*Written problem 1:* Reproduce the following bird observatory log in full, with nothing changed.

*Text section:*

Sunday, 19 May 2013

Northerly winds, but still more birds.

19th May (am)
Puffins were on land en-masse on 17th for most of the day, after unpredictable appearances so far this year. Attempts to access the monitoring plot at Greenholm have so far been scuppered by the weather, but there's plenty time to catch up on what's happening there and find out how the breeding season is going for them.
With the wind getting more of a northerly element, the bulk of migrants were present in smaller numbers but there were still more highlights getting through in what is always one of the most enjoyable birding periods of the year. The 17th saw new highlights of an Icterine Warbler (an elusive bird at Da Water), two or three male Bluethroats (including a showy bird at the South Harbour), a Wryneck (trapped in the Gully, so presumably not the lingering South Harbour bird), Wood Sandpiper (the second of the spring on Da Water) and a Cuckoo. There were also still five Grey-headed Wagtails, the Ortolan at South Harbour, the Red-breasted Flycatcher (that reappeared in North Haven) and a Waxwing.
A smart drake Long-tailed Duck in Furse on 17th was found whilst repeatedly scanning for any sign of the presumed Pacific Diver seen on Shetland the previous day (and last reported heading south off Grutness!).

*Written problem 2:* Rewrite the entries below, changing "one keypoint" to "a single keypoint" and keeping everything else the same.

*Data extract:*
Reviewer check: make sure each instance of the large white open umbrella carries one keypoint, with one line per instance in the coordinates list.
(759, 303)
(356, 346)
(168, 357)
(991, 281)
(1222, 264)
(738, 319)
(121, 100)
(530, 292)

*Final answer 1:*
Sunday, 19 May 2013

Northerly winds, but still more birds.

19th May (am)
Puffins were on land en-masse on 17th for most of the day, after unpredictable appearances so far this year. Attempts to access the monitoring plot at Greenholm have so far been scuppered by the weather, but there's plenty time to catch up on what's happening there and find out how the breeding season is going for them.
With the wind getting more of a northerly element, the bulk of migrants were present in smaller numbers but there were still more highlights getting through in what is always one of the most enjoyable birding periods of the year. The 17th saw new highlights of an Icterine Warbler (an elusive bird at Da Water), two or three male Bluethroats (including a showy bird at the South Harbour), a Wryneck (trapped in the Gully, so presumably not the lingering South Harbour bird), Wood Sandpiper (the second of the spring on Da Water) and a Cuckoo. There were also still five Grey-headed Wagtails, the Ortolan at South Harbour, the Red-breasted Flycatcher (that reappeared in North Haven) and a Waxwing.
A smart drake Long-tailed Duck in Furse on 17th was found whilst repeatedly scanning for any sign of the presumed Pacific Diver seen on Shetland the previous day (and last reported heading south off Grutness!).

*Final answer 2:*
Reviewer check: make sure each instance of the large white open umbrella carries a single keypoint, with one line per instance in the coordinates list.
(759, 303)
(356, 346)
(168, 357)
(991, 281)
(1222, 264)
(738, 319)
(121, 100)
(530, 292)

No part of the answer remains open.